Copy each line below without leaving any out.

Referring expression data
%%
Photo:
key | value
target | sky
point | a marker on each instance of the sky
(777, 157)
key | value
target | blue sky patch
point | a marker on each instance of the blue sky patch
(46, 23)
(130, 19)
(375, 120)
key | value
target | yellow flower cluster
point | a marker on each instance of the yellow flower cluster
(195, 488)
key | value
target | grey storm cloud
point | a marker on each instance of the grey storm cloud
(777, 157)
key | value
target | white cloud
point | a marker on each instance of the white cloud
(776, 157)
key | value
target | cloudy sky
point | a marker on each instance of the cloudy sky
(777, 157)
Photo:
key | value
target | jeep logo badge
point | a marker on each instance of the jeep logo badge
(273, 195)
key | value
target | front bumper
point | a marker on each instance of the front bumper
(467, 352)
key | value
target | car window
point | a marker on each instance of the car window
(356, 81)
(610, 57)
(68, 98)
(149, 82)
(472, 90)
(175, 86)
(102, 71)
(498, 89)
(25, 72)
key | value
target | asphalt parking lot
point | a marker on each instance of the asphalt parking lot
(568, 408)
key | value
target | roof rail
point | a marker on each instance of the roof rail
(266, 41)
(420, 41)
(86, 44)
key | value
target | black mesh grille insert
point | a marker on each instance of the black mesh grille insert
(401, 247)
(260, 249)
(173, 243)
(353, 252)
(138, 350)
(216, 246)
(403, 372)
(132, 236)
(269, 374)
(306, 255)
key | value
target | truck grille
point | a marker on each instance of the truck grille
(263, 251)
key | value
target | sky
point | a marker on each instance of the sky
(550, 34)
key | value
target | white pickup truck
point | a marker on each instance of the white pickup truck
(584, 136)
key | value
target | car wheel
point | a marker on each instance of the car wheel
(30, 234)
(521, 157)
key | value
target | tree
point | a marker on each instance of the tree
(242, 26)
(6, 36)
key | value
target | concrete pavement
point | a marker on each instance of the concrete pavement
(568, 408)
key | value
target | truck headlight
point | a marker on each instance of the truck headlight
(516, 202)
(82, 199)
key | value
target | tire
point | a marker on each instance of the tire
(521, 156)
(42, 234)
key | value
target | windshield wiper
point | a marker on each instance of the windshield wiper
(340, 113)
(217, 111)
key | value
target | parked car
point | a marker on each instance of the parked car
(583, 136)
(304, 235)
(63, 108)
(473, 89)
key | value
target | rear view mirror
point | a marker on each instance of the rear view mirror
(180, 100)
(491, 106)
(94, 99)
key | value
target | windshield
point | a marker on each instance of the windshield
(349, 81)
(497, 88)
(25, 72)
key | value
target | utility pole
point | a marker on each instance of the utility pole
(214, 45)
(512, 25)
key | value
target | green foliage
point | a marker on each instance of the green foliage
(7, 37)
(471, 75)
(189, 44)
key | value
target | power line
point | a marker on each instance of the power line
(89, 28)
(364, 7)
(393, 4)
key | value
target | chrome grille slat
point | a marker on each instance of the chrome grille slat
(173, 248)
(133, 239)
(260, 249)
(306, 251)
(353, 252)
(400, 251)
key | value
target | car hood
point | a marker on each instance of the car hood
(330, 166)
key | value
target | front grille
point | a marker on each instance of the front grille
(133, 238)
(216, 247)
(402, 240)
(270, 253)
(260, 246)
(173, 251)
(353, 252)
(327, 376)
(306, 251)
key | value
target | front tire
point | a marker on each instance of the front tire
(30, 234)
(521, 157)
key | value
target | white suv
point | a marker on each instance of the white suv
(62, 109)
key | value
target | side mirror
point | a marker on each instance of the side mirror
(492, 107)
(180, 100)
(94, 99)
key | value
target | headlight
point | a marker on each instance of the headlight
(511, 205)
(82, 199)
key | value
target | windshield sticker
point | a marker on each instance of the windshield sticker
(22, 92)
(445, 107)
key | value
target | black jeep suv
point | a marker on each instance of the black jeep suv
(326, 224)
%%
__Answer space__:
Photo:
key | value
target | sky
point | a marker on each instance of the sky
(777, 157)
key | value
target | blue sky patch
point | a marker on each instance of the blue sky patch
(46, 23)
(130, 19)
(375, 120)
key | value
target | yellow flower cluster
point | a marker on each instance of the yellow flower cluster
(195, 488)
key | value
target | grey storm cloud
point | a marker on each instance of the grey storm cloud
(777, 157)
key | value
target | white cloud
point | a marker on each instance of the white cloud
(776, 157)
key | value
target | cloudy sky
point | a marker on each instance of the cloudy sky
(777, 157)
Photo:
key | value
target | jeep logo badge
point | a marker on each instance of the jeep logo badge
(273, 195)
key | value
target | front bumper
point | a marker on each instance of the front bumper
(467, 352)
key | value
target | car window
point | a marker on each instance of the car window
(356, 81)
(610, 57)
(68, 98)
(149, 82)
(472, 90)
(175, 86)
(102, 71)
(498, 89)
(25, 72)
key | value
target | asphalt parking lot
point | a marker on each instance of the asphalt parking lot
(568, 408)
key | value
target | roof rail
point | a marker on each instance of the roof rail
(266, 41)
(420, 41)
(86, 44)
key | value
target | black mesh grille insert
point | a marker on each instance of the black mesh grille insert
(401, 247)
(260, 249)
(173, 243)
(353, 252)
(138, 350)
(216, 246)
(403, 372)
(132, 236)
(269, 374)
(306, 255)
key | value
target | truck grille
point | a marker on each instance of the truck grille
(263, 251)
key | value
target | sky
point | a marker on each instance of the sky
(550, 34)
key | value
target | white pickup truck
point | a marker on each instance of the white pickup truck
(584, 136)
key | value
target | car wheel
point | a marker on each instance of the car wheel
(30, 234)
(521, 157)
key | value
target | tree
point | a marker on each instance of the tree
(242, 26)
(6, 36)
key | value
target | concrete pavement
point | a marker on each instance of the concrete pavement
(568, 408)
key | value
target | truck headlight
point | a marker on each instance of the truck headlight
(516, 202)
(82, 199)
key | value
target | tire
point | a marker on each instance of the tire
(521, 156)
(42, 234)
key | value
target | windshield wiper
point | a marker on each instance of the windshield wiper
(340, 113)
(217, 111)
key | value
target | parked car
point | a marker on each instance of the parked car
(583, 136)
(304, 235)
(63, 108)
(473, 89)
key | value
target | rear view mirror
point | a marker on each instance of the rear view mirror
(180, 100)
(491, 106)
(94, 99)
key | value
target | windshield
point | a marker on each instance of the windshield
(349, 81)
(497, 88)
(25, 72)
key | value
target | utility pole
point | a marker on each instance of the utility pole
(214, 45)
(512, 25)
key | value
target | green foliage
point | a marker on each instance of the green foliage
(7, 37)
(471, 75)
(189, 44)
key | value
target | power line
point | a marker on each instance of the power line
(89, 28)
(364, 7)
(393, 4)
key | value
target | chrome grille slat
point | a marker on each instance of the chrome grille slat
(173, 248)
(133, 239)
(260, 249)
(306, 251)
(353, 252)
(400, 251)
key | value
target | car hood
point | a marker on each instance of the car hood
(330, 166)
key | value
target | front grille
point | a marker on each instance of the front grille
(133, 238)
(216, 247)
(402, 240)
(270, 253)
(260, 246)
(173, 251)
(353, 252)
(327, 376)
(306, 251)
key | value
target | front tire
point | a marker on each instance of the front tire
(30, 234)
(521, 157)
key | value
target | white suv
point | a marker on each instance of the white suv
(62, 109)
key | value
target | side mirror
point | a marker on each instance of the side mirror
(492, 107)
(180, 100)
(94, 99)
key | value
target | headlight
point | a marker on each instance of the headlight
(511, 205)
(82, 199)
key | value
target | windshield sticker
point | a marker on each instance of the windshield sticker
(22, 92)
(445, 107)
key | value
target | black jeep suv
point | a marker on each instance of the black jeep suv
(326, 224)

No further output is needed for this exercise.